- **Work to do**
The listing below should be printed exactly, every line of it. Skip the pictures.

Position annotation records
+===+

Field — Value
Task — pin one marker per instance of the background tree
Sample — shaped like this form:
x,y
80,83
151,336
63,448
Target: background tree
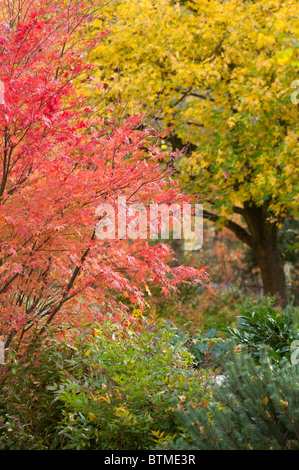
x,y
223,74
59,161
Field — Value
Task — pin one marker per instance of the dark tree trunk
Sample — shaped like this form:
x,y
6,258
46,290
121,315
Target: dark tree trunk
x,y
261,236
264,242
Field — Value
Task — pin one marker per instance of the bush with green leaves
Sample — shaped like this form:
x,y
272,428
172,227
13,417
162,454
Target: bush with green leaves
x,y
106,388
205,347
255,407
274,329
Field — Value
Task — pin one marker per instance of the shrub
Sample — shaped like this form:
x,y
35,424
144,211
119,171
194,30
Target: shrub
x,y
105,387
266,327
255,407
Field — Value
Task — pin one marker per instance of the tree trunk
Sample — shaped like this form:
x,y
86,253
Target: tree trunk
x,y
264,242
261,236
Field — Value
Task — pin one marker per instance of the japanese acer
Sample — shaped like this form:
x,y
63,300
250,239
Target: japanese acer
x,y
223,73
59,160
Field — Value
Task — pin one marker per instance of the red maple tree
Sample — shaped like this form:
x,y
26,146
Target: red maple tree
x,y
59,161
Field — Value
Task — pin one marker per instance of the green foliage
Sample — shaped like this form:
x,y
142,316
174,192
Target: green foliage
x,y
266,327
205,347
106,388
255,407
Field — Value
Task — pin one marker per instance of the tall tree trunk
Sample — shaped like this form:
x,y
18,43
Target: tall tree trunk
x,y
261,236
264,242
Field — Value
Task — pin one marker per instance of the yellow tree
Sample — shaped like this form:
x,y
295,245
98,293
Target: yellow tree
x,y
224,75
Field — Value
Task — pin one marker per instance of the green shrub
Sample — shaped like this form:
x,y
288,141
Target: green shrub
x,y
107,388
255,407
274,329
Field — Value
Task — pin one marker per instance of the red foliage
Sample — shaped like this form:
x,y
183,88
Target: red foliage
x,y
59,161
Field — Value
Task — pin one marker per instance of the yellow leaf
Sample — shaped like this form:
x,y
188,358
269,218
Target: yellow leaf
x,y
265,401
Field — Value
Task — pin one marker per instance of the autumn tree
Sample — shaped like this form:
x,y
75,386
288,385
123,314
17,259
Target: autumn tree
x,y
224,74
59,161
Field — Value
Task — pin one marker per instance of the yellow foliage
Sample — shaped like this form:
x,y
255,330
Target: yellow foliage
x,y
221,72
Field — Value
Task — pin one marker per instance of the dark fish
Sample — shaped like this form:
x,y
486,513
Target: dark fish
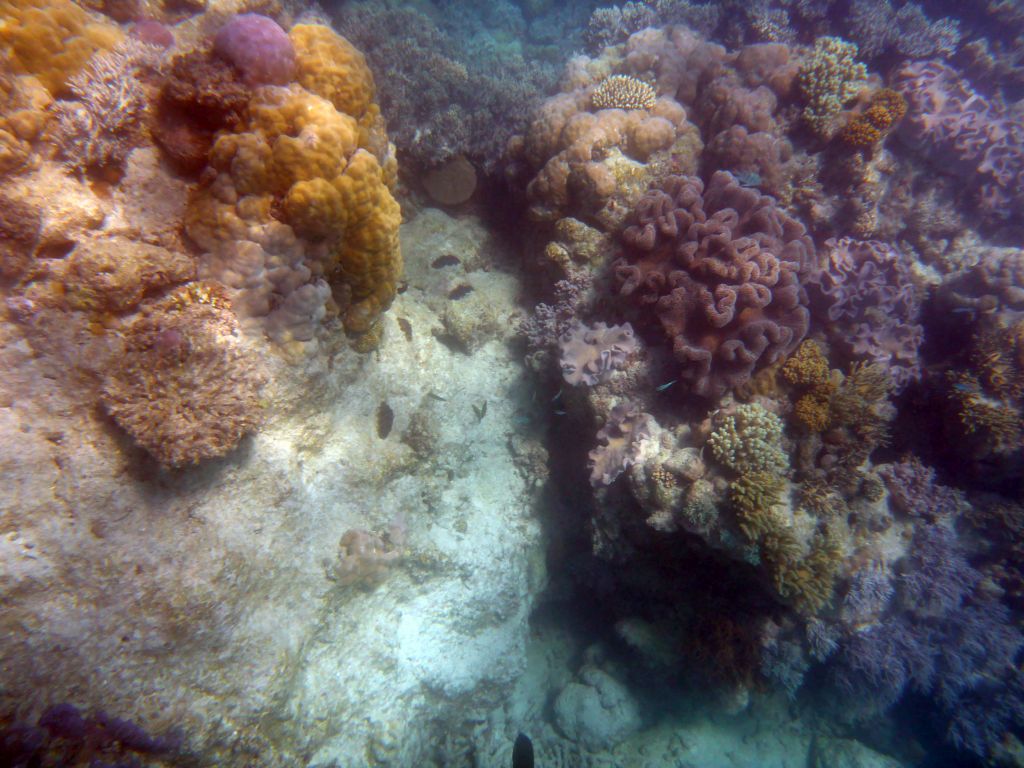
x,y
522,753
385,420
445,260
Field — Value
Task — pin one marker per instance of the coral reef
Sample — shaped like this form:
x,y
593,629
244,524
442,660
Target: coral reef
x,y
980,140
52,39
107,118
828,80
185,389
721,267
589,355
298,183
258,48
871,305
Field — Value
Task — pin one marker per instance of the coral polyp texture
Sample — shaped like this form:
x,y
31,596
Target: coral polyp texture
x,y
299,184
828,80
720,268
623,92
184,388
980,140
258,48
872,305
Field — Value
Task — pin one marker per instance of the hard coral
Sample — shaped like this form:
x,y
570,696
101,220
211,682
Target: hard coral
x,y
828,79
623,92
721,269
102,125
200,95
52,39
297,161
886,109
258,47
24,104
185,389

+===+

- **Finished answer**
Field — Value
Task — pin one marker per instance of the background tree
Sample — shaped like this form:
x,y
80,83
151,336
63,448
Target: background tree
x,y
223,74
59,161
Field — Value
Task — pin one marker per instance of the dark tree trunk
Sample — shaped like this form:
x,y
6,258
46,290
121,315
Target: dark tree trunk
x,y
261,236
264,242
Field — Value
Task — pin one marker per instance of the bush with green leaves
Sample — shaped like this form:
x,y
272,428
172,227
13,417
162,454
Target: bush with green leaves
x,y
106,388
205,347
255,407
274,329
Field — Value
Task — pin one marker per instance of the shrub
Sample — shaped like this form:
x,y
35,424
144,211
119,171
194,30
Target: shrub
x,y
105,387
266,327
255,407
Field — Value
Task — pin one marker per instance of the tree trunk
Sample — shaped like this form:
x,y
86,253
Target: tree trunk
x,y
264,242
261,236
Field — Value
Task — pin one marker per instance of the japanese acer
Sample — shaped like this form:
x,y
63,300
250,239
Target: japanese acer
x,y
223,73
59,160
Field — Value
Task — pin one marker per instance of the red maple tree
Sample — shaped like this form:
x,y
26,146
Target: red maple tree
x,y
59,161
Field — Value
Task — pin one marker per instance of the green foliage
Sample — shaped like this form:
x,y
142,316
174,192
Target: green foliage
x,y
266,327
205,347
106,388
255,407
Field — Value
Task — pin one marker per instance of the tall tree trunk
Sample — shaped like this form:
x,y
18,43
Target: tall tree trunk
x,y
261,236
264,242
Field — Value
Task — pin one marker per instance of the yellow tree
Sample — shaped like this form:
x,y
295,245
98,293
Target: yellow tree
x,y
224,75
Field — Value
Task — pin one marker per instance of the green shrub
Sample — shaped like this form:
x,y
288,141
Target: green shrub
x,y
107,388
255,407
274,329
Field — Value
Task — pin one marker per instance of the red foliage
Sample — shaped like this form:
x,y
183,88
Target: red foliage
x,y
59,161
Field — Value
Task — pin one marker per instance of the yellow leaf
Sample — shaped like this form:
x,y
188,358
269,218
Target: yellow leaf
x,y
265,401
Field — Value
Task — pin one marker per instance of the autumn tree
Sample — shaped like this form:
x,y
75,386
288,385
123,314
17,259
Target: autumn tree
x,y
224,74
59,161
Field — Value
Task — pin one marker per instance of the yellow foliage
Sample — shaped like this form:
x,y
255,330
Target: yellow foliage
x,y
221,72
Field — Value
Task — pin one marker per instance of the dark fish
Sample — shaped like this form:
x,y
486,513
Target: dark fish
x,y
522,753
385,420
445,260
Field — Value
Task — pin one marker per instance of the coral reef
Sample — shaped like this form:
x,y
593,629
244,524
442,660
Target: coral reef
x,y
980,140
52,39
107,118
828,80
185,389
721,267
589,355
298,183
258,48
871,305
Field — Value
Task — pin one marker per instance of the coral polyp texture
Sample — shaped like this form:
x,y
31,596
Target: coral polyp texture
x,y
299,184
828,80
720,268
623,92
184,388
980,140
258,48
872,305
Field — Value
Task — pin one marker per instance of the hard coral
Sample — shaped like this form:
x,y
570,696
101,220
211,682
Target: hard coral
x,y
828,79
623,92
721,269
102,125
200,95
52,39
297,161
886,109
258,47
24,104
185,389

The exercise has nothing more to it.